● ABOUT THIS EXERCISE: Copy each line of the rows below that contains the word "before".

● SUPPLIED DATA:
####
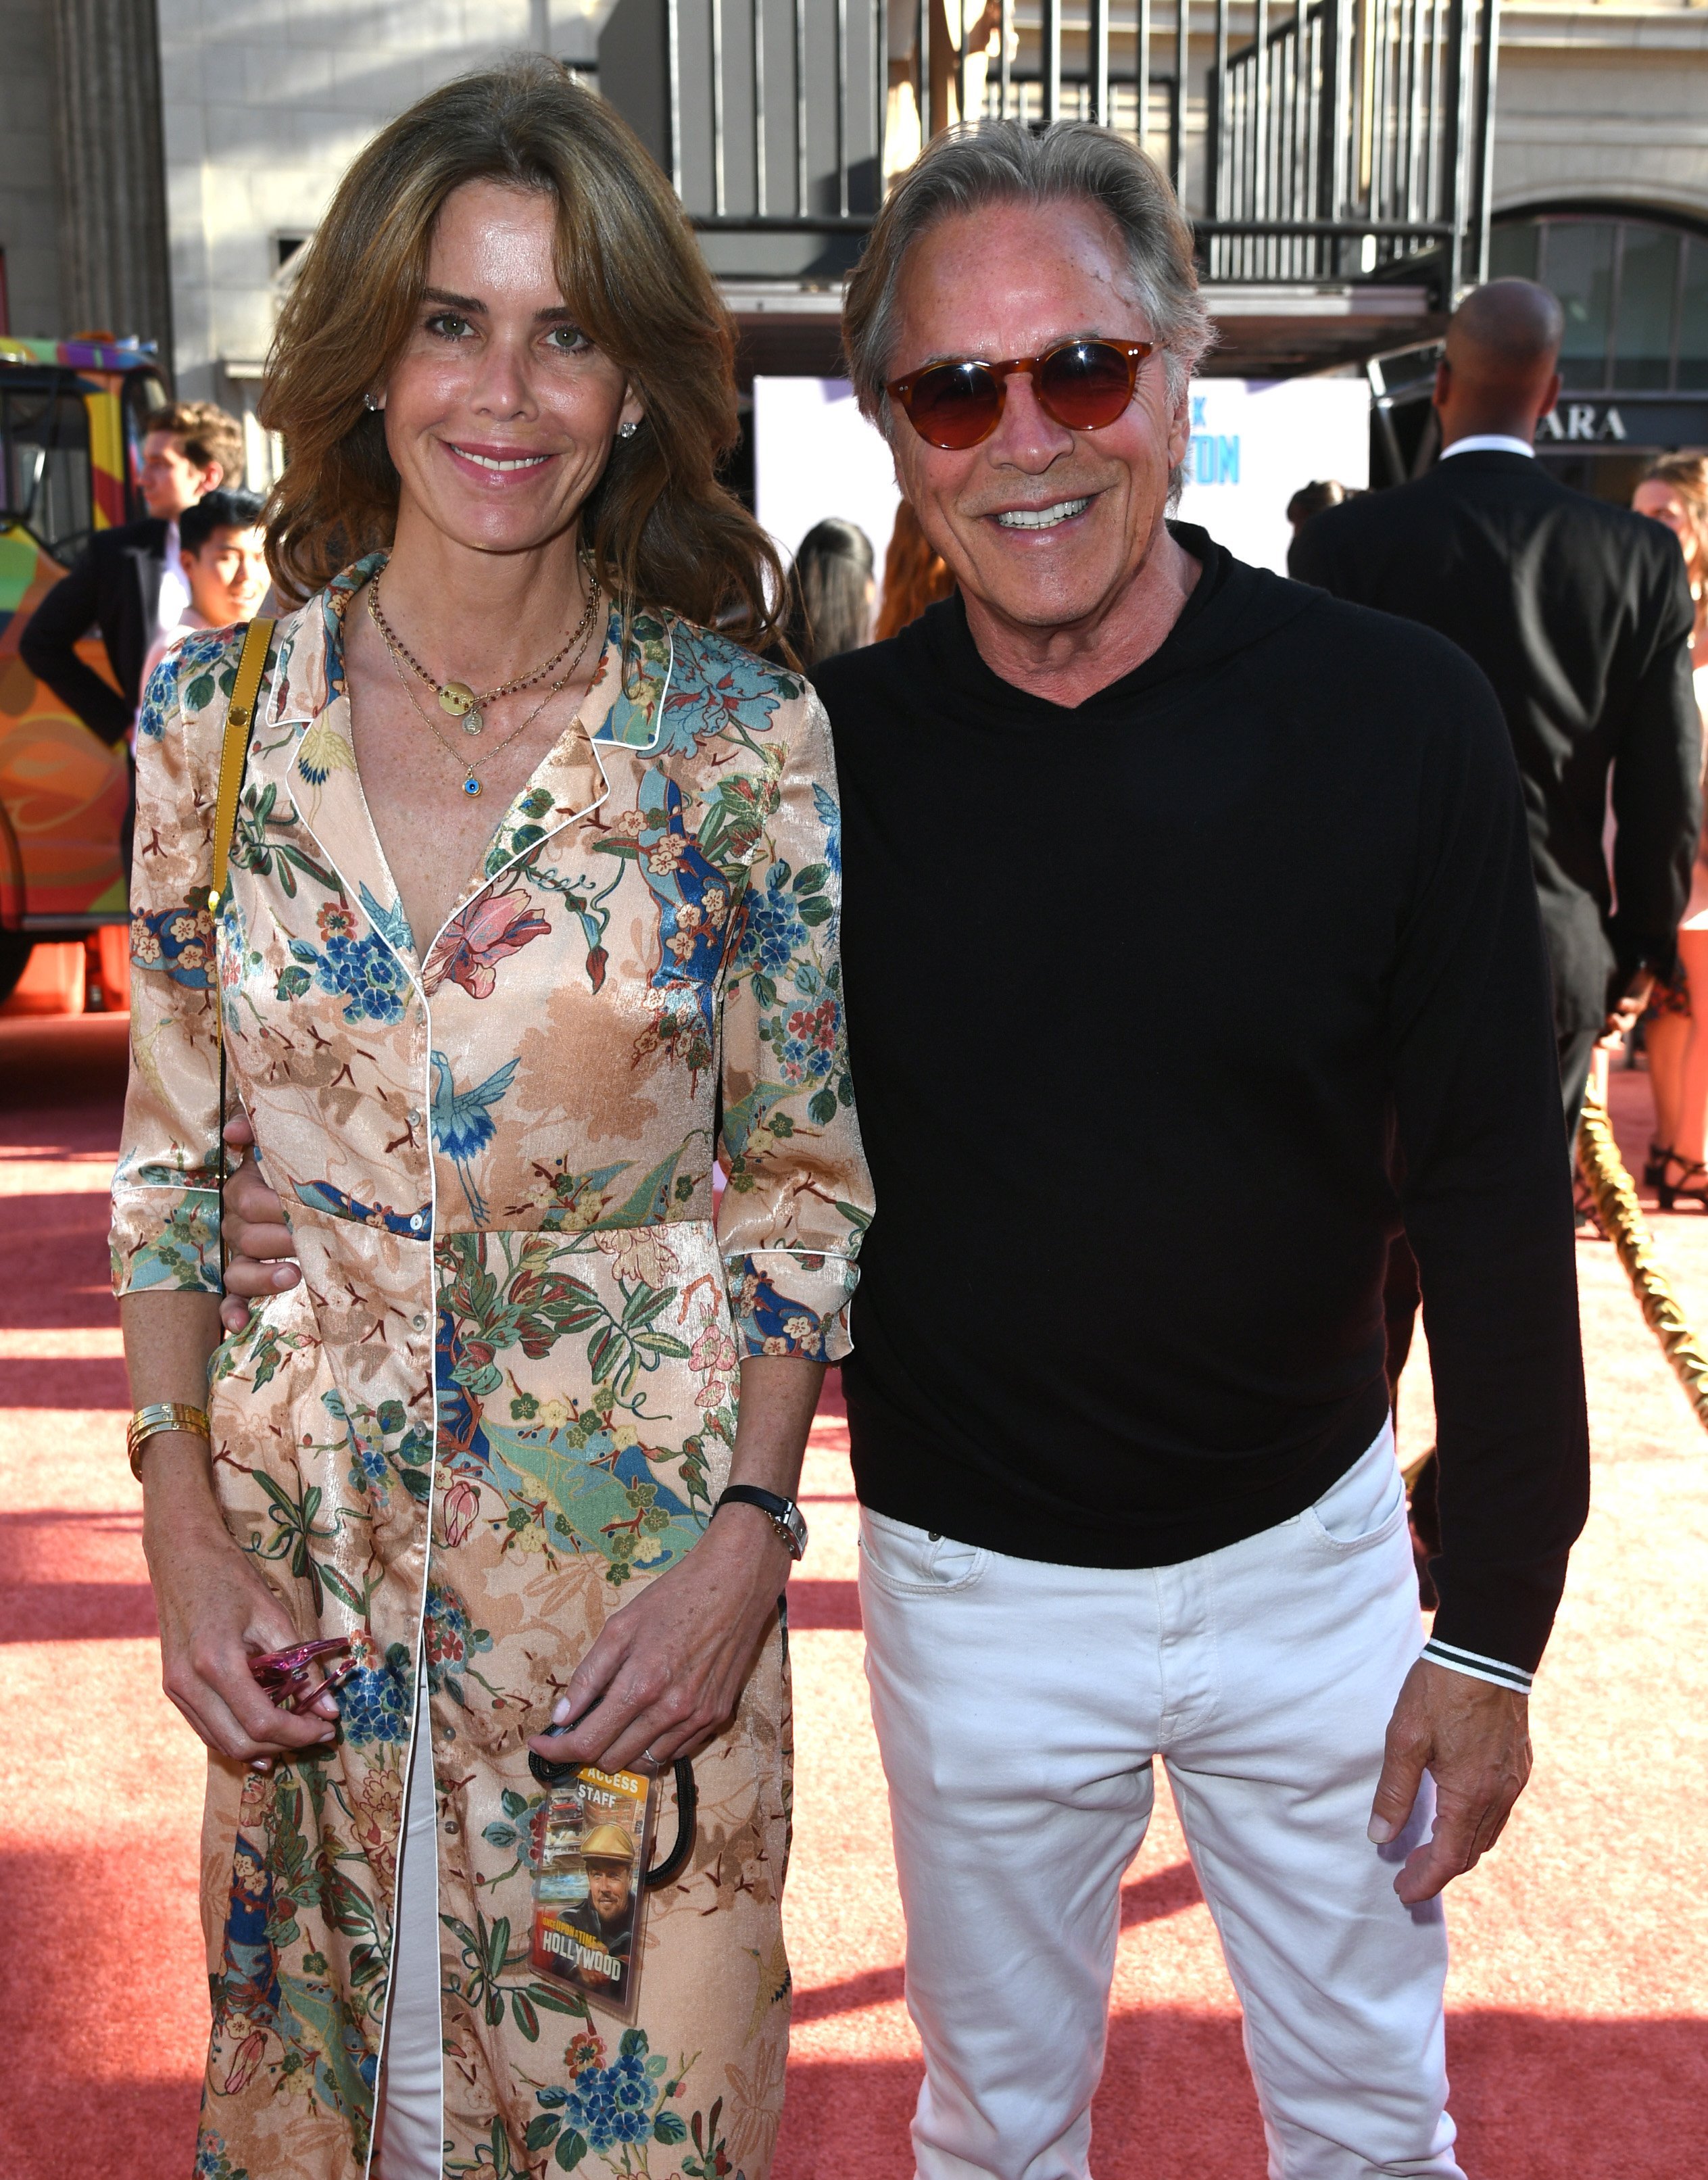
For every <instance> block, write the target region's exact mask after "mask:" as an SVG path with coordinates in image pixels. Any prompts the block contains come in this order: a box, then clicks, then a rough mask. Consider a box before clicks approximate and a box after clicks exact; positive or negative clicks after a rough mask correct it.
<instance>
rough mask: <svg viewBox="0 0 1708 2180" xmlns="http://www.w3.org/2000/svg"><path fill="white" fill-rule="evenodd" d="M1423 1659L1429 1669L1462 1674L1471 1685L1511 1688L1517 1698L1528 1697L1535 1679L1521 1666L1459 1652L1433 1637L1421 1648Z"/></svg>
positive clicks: (1455, 1647) (1501, 1661)
mask: <svg viewBox="0 0 1708 2180" xmlns="http://www.w3.org/2000/svg"><path fill="white" fill-rule="evenodd" d="M1423 1655H1425V1657H1427V1659H1429V1663H1431V1666H1447V1670H1449V1672H1462V1674H1466V1676H1468V1679H1473V1681H1490V1683H1492V1685H1495V1687H1512V1689H1516V1692H1518V1694H1521V1696H1527V1694H1529V1685H1532V1681H1534V1679H1536V1676H1534V1674H1529V1672H1525V1670H1523V1666H1508V1663H1505V1661H1503V1659H1499V1657H1481V1652H1477V1650H1460V1648H1457V1646H1455V1644H1451V1642H1436V1637H1434V1635H1431V1637H1429V1642H1427V1644H1425V1646H1423Z"/></svg>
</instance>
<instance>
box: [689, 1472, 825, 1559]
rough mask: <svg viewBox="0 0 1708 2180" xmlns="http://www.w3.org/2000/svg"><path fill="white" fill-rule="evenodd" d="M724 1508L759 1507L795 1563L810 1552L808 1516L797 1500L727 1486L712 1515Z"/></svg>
mask: <svg viewBox="0 0 1708 2180" xmlns="http://www.w3.org/2000/svg"><path fill="white" fill-rule="evenodd" d="M721 1506H758V1511H760V1513H763V1515H769V1519H771V1528H773V1530H776V1533H778V1537H780V1539H782V1546H784V1550H786V1552H789V1557H791V1559H800V1557H802V1552H804V1550H806V1515H804V1513H802V1511H800V1506H797V1504H795V1502H793V1500H786V1498H782V1493H780V1491H760V1489H758V1485H725V1487H723V1491H719V1498H717V1506H712V1513H717V1511H719V1509H721Z"/></svg>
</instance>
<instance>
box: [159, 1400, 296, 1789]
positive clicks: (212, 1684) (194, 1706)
mask: <svg viewBox="0 0 1708 2180" xmlns="http://www.w3.org/2000/svg"><path fill="white" fill-rule="evenodd" d="M144 1474H146V1476H148V1500H146V1511H144V1524H142V1548H144V1552H146V1554H148V1578H150V1580H152V1585H155V1611H157V1613H159V1631H161V1681H163V1685H166V1694H168V1696H170V1698H172V1703H174V1705H176V1707H179V1709H181V1711H183V1716H185V1718H187V1720H190V1724H192V1727H194V1729H196V1733H198V1735H200V1737H203V1740H205V1742H207V1746H209V1748H213V1751H218V1755H227V1757H242V1759H246V1761H248V1764H253V1766H255V1768H257V1770H266V1766H268V1764H270V1761H272V1757H277V1755H290V1753H292V1751H296V1748H316V1746H320V1744H325V1742H329V1740H331V1737H333V1733H335V1724H333V1720H335V1718H338V1700H335V1698H333V1696H331V1694H322V1696H318V1698H316V1700H314V1703H312V1705H309V1709H307V1711H301V1713H298V1711H281V1709H279V1705H277V1703H270V1700H268V1696H264V1694H261V1687H259V1685H257V1681H255V1674H253V1672H251V1670H248V1661H251V1659H253V1657H261V1655H264V1652H268V1650H283V1648H285V1646H288V1644H294V1642H301V1631H298V1628H296V1626H292V1618H290V1613H288V1611H285V1607H283V1604H281V1602H279V1598H277V1596H274V1594H272V1591H270V1589H268V1585H266V1583H264V1580H261V1576H259V1574H257V1572H255V1567H253V1565H251V1563H248V1557H246V1554H244V1552H240V1550H237V1546H235V1543H233V1541H231V1533H229V1530H227V1526H224V1519H222V1517H220V1511H218V1504H216V1502H213V1493H211V1489H209V1485H207V1448H205V1443H203V1441H200V1439H194V1437H190V1434H185V1432H161V1434H159V1439H150V1441H148V1452H146V1454H144Z"/></svg>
####
● SOLUTION FOR THIS TASK:
For every <instance> block, write the target region's exact mask after "mask:" as an SVG path with coordinates in image pixels. Any prompts the block contains come in this order: a box, then clicks, then a rough mask. Consider a box before clicks approximate and a box after clicks exact; positive or negative clicks after a rough mask correct it.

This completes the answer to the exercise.